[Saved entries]
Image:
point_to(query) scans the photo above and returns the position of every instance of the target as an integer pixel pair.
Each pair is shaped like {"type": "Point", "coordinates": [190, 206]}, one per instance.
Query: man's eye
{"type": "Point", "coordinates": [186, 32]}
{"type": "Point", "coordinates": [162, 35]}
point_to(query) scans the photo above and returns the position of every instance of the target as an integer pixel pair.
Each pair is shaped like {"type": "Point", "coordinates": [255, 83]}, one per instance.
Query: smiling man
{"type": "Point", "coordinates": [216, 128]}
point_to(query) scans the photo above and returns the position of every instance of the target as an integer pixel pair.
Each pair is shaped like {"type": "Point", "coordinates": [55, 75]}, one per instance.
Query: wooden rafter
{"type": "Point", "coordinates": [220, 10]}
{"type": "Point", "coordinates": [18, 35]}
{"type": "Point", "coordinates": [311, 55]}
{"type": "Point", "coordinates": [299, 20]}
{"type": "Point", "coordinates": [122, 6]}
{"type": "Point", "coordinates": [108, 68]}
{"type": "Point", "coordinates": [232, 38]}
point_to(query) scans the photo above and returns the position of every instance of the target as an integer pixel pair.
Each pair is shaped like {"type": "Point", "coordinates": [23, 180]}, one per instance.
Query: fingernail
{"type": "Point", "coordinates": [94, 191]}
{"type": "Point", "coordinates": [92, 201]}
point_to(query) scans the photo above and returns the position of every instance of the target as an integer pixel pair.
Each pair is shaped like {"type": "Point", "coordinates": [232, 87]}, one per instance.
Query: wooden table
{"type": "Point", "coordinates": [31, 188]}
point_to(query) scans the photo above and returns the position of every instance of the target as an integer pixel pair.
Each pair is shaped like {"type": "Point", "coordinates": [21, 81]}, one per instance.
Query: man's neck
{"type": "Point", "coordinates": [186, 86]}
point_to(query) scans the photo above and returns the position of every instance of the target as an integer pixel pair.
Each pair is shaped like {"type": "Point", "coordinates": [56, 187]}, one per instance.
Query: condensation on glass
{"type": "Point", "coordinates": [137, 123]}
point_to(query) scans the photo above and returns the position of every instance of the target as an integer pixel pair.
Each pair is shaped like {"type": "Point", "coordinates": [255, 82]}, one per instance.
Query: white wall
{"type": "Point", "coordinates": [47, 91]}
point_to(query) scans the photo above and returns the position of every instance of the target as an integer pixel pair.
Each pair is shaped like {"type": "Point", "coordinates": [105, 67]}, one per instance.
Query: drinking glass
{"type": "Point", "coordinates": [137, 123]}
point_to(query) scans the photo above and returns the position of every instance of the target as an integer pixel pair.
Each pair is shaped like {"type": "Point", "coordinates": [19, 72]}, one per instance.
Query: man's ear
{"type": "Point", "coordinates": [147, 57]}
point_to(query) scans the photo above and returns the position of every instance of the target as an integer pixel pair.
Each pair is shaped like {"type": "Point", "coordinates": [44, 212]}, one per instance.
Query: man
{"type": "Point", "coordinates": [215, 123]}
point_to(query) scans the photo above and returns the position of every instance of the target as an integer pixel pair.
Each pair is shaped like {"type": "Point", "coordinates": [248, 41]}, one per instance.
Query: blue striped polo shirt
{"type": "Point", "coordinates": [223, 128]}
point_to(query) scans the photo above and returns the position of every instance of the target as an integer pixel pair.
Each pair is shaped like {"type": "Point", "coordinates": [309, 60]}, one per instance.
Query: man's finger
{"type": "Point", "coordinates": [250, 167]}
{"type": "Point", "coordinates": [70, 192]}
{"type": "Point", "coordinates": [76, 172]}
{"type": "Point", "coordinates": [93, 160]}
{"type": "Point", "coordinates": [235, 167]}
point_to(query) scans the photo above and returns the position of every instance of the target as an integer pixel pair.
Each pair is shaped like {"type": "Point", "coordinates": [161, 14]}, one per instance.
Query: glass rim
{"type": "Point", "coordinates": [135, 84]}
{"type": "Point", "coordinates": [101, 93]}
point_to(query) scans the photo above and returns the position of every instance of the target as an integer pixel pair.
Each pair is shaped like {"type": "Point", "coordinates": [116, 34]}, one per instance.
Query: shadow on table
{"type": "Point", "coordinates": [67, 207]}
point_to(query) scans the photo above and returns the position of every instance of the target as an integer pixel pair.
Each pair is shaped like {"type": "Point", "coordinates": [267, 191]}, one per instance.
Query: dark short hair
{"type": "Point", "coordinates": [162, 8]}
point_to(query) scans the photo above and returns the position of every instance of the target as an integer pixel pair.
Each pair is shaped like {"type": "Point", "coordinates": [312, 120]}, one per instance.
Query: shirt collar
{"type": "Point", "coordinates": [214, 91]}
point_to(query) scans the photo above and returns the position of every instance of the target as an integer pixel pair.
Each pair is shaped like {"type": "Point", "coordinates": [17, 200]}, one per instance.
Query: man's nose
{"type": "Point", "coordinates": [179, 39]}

## Brief
Having read the entries, output all of them verbatim.

## Final answer
Image:
point_to(query) scans the photo above and returns the position of every instance of the target as an integer pixel pair.
Each pair is shaped like {"type": "Point", "coordinates": [190, 206]}, one per instance.
Query: man's eye
{"type": "Point", "coordinates": [186, 32]}
{"type": "Point", "coordinates": [162, 35]}
point_to(query) scans the photo above and returns the position of every instance of the target as an integer pixel pair.
Each pair is shaped like {"type": "Point", "coordinates": [255, 83]}, one per instance.
Query: smiling man
{"type": "Point", "coordinates": [216, 128]}
point_to(query) scans the photo above and returns the position of every instance of the target as an integer pixel pair.
Each pair is shaped like {"type": "Point", "coordinates": [55, 75]}, one per instance.
Query: wooden rafter
{"type": "Point", "coordinates": [220, 10]}
{"type": "Point", "coordinates": [18, 35]}
{"type": "Point", "coordinates": [311, 55]}
{"type": "Point", "coordinates": [299, 20]}
{"type": "Point", "coordinates": [122, 6]}
{"type": "Point", "coordinates": [108, 68]}
{"type": "Point", "coordinates": [232, 38]}
point_to(query) scans the photo above and returns the position of every instance of the target as an integer pixel pair.
Each pair is shaped like {"type": "Point", "coordinates": [23, 180]}, one per instance.
Query: fingernail
{"type": "Point", "coordinates": [94, 191]}
{"type": "Point", "coordinates": [92, 201]}
point_to(query) scans the photo above and returns the position of every instance of the target as an integer pixel pair.
Each pair is shaped like {"type": "Point", "coordinates": [232, 87]}, one per instance.
Query: wooden table
{"type": "Point", "coordinates": [31, 188]}
point_to(query) scans the photo above and returns the position of every instance of the target as an integer pixel pair.
Each pair is shaped like {"type": "Point", "coordinates": [21, 81]}, one per instance.
Query: man's neck
{"type": "Point", "coordinates": [186, 86]}
point_to(query) scans the photo above and returns the position of every instance of the target as an integer pixel pair.
Each pair is shaped like {"type": "Point", "coordinates": [56, 187]}, one per instance.
Query: condensation on glass
{"type": "Point", "coordinates": [137, 123]}
point_to(query) scans the photo above and returns the position of every instance of the target as an integer pixel pair.
Each pair is shaped like {"type": "Point", "coordinates": [255, 82]}, one per instance.
Query: white wall
{"type": "Point", "coordinates": [47, 91]}
point_to(query) scans the photo above and returns the position of every instance of the target as an integer pixel pair.
Each pair is shaped like {"type": "Point", "coordinates": [105, 67]}, one per instance.
Query: drinking glass
{"type": "Point", "coordinates": [137, 123]}
point_to(query) scans the photo above and returns the position of every instance of the target as an integer pixel pair.
Each pair is shaped like {"type": "Point", "coordinates": [19, 72]}, one per instance.
Query: man's ear
{"type": "Point", "coordinates": [147, 57]}
point_to(query) scans the photo above and returns the position of every instance of the target as an integer pixel pair.
Each pair is shaped like {"type": "Point", "coordinates": [44, 212]}, one per instance.
Query: man
{"type": "Point", "coordinates": [215, 123]}
point_to(query) scans the photo above and returns the position of every instance of the target as an integer pixel pair.
Each pair is shaped like {"type": "Point", "coordinates": [248, 41]}, one per instance.
Query: blue striped polo shirt
{"type": "Point", "coordinates": [223, 128]}
point_to(query) scans the photo above and returns the position of every instance of the target as an integer pixel pair.
Each pair is shaped like {"type": "Point", "coordinates": [309, 60]}, one per instance.
Query: man's finger
{"type": "Point", "coordinates": [250, 167]}
{"type": "Point", "coordinates": [70, 192]}
{"type": "Point", "coordinates": [76, 172]}
{"type": "Point", "coordinates": [93, 160]}
{"type": "Point", "coordinates": [235, 167]}
point_to(query) scans the photo above and returns the position of every instance of the target as an integer pixel pair.
Each pair is shaped like {"type": "Point", "coordinates": [161, 14]}, one per instance.
Query: glass rim
{"type": "Point", "coordinates": [135, 84]}
{"type": "Point", "coordinates": [101, 93]}
point_to(query) scans the photo above and returns the position of every instance of the target as an integer pixel pair.
Each pair is shaped like {"type": "Point", "coordinates": [116, 34]}, one per instance.
Query: shadow on table
{"type": "Point", "coordinates": [67, 207]}
point_to(query) scans the photo above and returns the position of every instance of the target as an integer pixel pair.
Each pair is shaped like {"type": "Point", "coordinates": [267, 191]}, one per instance.
Query: dark short hair
{"type": "Point", "coordinates": [162, 8]}
point_to(query) scans the photo above and returns the position of every instance of the target as an integer pixel pair.
Each pair is shaped like {"type": "Point", "coordinates": [312, 120]}, one per instance.
Query: shirt collar
{"type": "Point", "coordinates": [214, 91]}
point_to(query) scans the photo above and returns the position of every instance of the target as an integer pixel pair.
Each pair is shaped like {"type": "Point", "coordinates": [17, 200]}, one per instance.
Query: man's nose
{"type": "Point", "coordinates": [179, 39]}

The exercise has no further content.